RECORDS SHOWN:
-*-
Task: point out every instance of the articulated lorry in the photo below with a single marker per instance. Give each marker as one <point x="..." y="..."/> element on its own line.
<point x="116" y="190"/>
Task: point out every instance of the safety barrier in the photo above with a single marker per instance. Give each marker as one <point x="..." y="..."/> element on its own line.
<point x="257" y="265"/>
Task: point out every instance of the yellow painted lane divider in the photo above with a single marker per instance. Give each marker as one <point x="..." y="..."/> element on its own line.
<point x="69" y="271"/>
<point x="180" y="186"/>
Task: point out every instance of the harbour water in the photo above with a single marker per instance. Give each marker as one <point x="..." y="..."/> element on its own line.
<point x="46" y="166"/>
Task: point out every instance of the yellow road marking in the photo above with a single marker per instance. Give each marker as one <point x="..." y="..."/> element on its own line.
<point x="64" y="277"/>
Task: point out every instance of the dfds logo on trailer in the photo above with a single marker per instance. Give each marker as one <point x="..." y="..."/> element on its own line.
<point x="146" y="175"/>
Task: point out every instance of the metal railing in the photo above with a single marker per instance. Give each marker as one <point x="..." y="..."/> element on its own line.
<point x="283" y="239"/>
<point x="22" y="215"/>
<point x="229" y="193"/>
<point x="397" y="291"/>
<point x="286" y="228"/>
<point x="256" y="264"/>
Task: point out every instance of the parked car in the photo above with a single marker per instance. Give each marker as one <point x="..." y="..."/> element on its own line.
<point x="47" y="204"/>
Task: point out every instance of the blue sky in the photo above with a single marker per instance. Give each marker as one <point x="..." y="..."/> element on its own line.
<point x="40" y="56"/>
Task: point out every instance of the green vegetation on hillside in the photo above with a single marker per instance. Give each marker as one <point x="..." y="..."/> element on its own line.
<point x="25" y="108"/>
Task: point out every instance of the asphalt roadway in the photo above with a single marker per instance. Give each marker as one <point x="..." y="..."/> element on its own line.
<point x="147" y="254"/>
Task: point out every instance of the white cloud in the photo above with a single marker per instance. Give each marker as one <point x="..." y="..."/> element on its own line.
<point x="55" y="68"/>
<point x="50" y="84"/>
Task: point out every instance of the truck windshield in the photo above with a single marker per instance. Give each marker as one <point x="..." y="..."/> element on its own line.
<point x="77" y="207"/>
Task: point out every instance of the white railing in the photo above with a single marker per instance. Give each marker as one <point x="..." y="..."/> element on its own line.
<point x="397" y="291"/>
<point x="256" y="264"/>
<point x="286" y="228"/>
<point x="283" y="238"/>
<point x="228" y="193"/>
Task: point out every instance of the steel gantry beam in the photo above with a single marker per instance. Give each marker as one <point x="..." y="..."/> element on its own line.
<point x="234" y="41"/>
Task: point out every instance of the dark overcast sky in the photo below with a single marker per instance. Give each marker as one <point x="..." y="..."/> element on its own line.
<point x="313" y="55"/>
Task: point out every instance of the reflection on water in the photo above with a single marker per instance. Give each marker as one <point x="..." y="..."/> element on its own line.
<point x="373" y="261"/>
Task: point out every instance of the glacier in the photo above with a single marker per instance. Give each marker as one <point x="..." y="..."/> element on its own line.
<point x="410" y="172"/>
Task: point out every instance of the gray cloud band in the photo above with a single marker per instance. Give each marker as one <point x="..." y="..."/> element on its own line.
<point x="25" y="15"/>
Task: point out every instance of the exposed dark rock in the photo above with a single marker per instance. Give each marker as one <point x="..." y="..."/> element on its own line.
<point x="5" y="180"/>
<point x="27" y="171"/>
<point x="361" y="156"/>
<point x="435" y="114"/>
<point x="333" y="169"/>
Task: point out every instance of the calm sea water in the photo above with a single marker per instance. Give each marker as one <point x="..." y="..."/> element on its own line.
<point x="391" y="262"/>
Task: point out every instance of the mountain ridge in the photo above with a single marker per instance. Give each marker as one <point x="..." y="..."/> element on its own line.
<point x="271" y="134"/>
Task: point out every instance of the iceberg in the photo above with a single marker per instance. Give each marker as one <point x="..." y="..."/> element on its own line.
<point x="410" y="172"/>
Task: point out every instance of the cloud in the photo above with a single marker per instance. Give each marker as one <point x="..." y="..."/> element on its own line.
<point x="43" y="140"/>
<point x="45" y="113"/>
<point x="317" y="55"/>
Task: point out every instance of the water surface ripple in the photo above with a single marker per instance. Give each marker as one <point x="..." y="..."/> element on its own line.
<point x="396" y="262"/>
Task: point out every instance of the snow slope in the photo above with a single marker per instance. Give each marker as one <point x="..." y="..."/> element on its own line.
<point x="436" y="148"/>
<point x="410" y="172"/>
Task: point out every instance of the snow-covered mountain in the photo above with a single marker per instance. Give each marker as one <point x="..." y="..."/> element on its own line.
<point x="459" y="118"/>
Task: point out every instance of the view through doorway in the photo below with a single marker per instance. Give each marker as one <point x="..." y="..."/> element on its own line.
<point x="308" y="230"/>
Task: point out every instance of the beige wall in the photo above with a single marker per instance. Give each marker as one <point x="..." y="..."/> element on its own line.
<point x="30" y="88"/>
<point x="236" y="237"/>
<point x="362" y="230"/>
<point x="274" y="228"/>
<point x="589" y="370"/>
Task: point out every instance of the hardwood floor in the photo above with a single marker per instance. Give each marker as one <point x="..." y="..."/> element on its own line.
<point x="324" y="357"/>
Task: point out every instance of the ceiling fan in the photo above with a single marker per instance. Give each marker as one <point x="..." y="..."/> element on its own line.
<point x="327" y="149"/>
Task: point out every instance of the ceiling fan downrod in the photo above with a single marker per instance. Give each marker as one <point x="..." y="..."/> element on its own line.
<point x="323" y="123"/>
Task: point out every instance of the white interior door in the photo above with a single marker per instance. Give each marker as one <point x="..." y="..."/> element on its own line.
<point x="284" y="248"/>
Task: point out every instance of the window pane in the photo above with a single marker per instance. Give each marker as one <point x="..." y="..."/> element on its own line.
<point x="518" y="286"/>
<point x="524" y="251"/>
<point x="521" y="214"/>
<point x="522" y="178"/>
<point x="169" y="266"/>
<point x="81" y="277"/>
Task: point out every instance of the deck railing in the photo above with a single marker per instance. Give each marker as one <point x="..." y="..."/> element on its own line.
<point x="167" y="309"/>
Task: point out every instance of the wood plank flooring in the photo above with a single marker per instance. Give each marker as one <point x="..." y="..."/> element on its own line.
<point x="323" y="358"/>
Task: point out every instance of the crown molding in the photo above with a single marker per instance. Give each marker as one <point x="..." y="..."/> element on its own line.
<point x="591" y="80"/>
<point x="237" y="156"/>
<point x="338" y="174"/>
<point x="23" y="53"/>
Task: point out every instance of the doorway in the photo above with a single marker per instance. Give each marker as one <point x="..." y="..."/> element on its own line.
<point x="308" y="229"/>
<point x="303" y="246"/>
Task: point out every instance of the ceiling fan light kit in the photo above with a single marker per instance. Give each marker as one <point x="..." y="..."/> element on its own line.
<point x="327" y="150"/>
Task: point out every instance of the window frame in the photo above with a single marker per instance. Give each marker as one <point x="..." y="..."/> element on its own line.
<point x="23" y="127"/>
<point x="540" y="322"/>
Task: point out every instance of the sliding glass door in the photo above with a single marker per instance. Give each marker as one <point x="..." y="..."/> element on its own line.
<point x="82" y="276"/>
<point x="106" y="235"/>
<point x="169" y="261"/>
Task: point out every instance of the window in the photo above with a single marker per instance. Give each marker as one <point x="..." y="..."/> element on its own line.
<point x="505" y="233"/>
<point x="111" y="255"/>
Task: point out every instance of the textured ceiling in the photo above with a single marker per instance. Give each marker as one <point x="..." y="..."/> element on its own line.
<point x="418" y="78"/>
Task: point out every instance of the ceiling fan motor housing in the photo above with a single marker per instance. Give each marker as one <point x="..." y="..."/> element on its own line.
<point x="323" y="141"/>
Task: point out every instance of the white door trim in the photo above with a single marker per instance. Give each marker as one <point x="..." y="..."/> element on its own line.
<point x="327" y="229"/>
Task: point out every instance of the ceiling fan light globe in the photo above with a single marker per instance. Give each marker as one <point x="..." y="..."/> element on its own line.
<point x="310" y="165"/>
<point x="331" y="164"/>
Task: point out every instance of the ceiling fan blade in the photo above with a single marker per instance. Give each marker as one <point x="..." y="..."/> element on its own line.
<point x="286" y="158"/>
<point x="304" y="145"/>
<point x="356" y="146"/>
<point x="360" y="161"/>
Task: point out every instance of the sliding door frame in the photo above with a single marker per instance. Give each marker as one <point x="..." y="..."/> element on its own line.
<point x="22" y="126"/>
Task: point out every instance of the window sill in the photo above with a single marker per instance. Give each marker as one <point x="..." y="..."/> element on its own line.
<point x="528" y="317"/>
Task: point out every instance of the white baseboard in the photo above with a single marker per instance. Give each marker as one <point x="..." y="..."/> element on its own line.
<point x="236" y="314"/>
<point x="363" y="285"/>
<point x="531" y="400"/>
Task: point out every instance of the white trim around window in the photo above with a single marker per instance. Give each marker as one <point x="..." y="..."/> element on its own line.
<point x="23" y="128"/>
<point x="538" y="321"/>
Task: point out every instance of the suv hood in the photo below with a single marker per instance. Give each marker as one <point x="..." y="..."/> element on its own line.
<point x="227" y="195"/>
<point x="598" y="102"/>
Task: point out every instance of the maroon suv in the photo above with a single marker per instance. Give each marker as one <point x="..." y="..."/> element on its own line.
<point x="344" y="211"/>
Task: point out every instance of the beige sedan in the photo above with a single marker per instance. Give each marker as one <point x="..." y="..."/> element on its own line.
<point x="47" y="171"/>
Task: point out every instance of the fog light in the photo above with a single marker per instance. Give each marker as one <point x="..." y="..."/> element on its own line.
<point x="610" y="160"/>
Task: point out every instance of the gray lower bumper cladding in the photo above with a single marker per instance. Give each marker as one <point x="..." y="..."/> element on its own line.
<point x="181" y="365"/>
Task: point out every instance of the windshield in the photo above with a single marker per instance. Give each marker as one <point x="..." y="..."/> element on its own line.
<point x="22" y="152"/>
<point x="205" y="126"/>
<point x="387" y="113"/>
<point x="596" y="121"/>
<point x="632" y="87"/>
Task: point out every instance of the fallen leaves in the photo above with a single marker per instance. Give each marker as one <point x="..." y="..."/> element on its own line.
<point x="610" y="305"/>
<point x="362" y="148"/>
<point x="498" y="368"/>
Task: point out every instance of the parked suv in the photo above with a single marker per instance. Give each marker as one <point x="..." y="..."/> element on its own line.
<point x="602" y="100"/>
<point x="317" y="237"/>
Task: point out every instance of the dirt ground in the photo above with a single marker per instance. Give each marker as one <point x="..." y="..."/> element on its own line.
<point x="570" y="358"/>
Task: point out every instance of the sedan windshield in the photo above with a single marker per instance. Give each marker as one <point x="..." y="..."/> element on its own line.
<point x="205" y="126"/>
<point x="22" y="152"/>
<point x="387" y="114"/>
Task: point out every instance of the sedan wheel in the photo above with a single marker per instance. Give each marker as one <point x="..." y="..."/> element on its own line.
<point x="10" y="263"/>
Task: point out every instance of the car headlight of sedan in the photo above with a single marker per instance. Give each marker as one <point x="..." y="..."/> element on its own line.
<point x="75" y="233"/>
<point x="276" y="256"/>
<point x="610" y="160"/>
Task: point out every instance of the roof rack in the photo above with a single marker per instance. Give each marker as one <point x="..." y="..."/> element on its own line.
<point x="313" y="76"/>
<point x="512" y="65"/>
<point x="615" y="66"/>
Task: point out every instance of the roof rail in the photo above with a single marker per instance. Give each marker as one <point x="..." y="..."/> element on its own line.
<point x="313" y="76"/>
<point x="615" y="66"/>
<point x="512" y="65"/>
-*-
WHAT THE EXERCISE ASKS: Write the lines out verbatim, from the one with "Task: point out every instance of the fallen" through the last line of the entries, and stop there.

SOLUTION FOR THIS TASK:
Task: point out every instance of the fallen leaves in the photo above with a single marker per instance. Give each marker as one <point x="..." y="..."/> element on its own line.
<point x="610" y="305"/>
<point x="362" y="148"/>
<point x="498" y="368"/>
Task: point out every instance of the parked suv in the photo above with a single marker per instance. Give each marker as one <point x="..." y="..."/> element on its own line.
<point x="602" y="100"/>
<point x="317" y="237"/>
Task: point out every instance of the dirt ground in the photo above with a single marker per instance. Give each marker as one <point x="..." y="..."/> element on its own line.
<point x="570" y="358"/>
Task: point out every instance of the sedan windshield in the photo above with a single marker per instance. Give each marker as one <point x="..." y="..."/> element on its own line.
<point x="205" y="126"/>
<point x="22" y="152"/>
<point x="387" y="114"/>
Task: point out every instance of the sedan wheel in the photo above with a single marker per instance. Give each marker as one <point x="..." y="..."/> element on its own line.
<point x="10" y="263"/>
Task: point out every instance of the car headlight of sedan in the photo above with a single marker per instance. Give each marker as one <point x="..." y="..."/> element on its own line.
<point x="75" y="233"/>
<point x="276" y="256"/>
<point x="610" y="160"/>
Task: point out every instance of the roof rack in the photo above with a single marker per instance. Give each marker as one <point x="..." y="..."/> element on its own line.
<point x="313" y="76"/>
<point x="512" y="65"/>
<point x="615" y="66"/>
Task: point out every instance of the roof rail in the photo above with a single marker per instance. Give each marker as one <point x="..." y="..."/> element on its own line.
<point x="313" y="76"/>
<point x="615" y="66"/>
<point x="512" y="65"/>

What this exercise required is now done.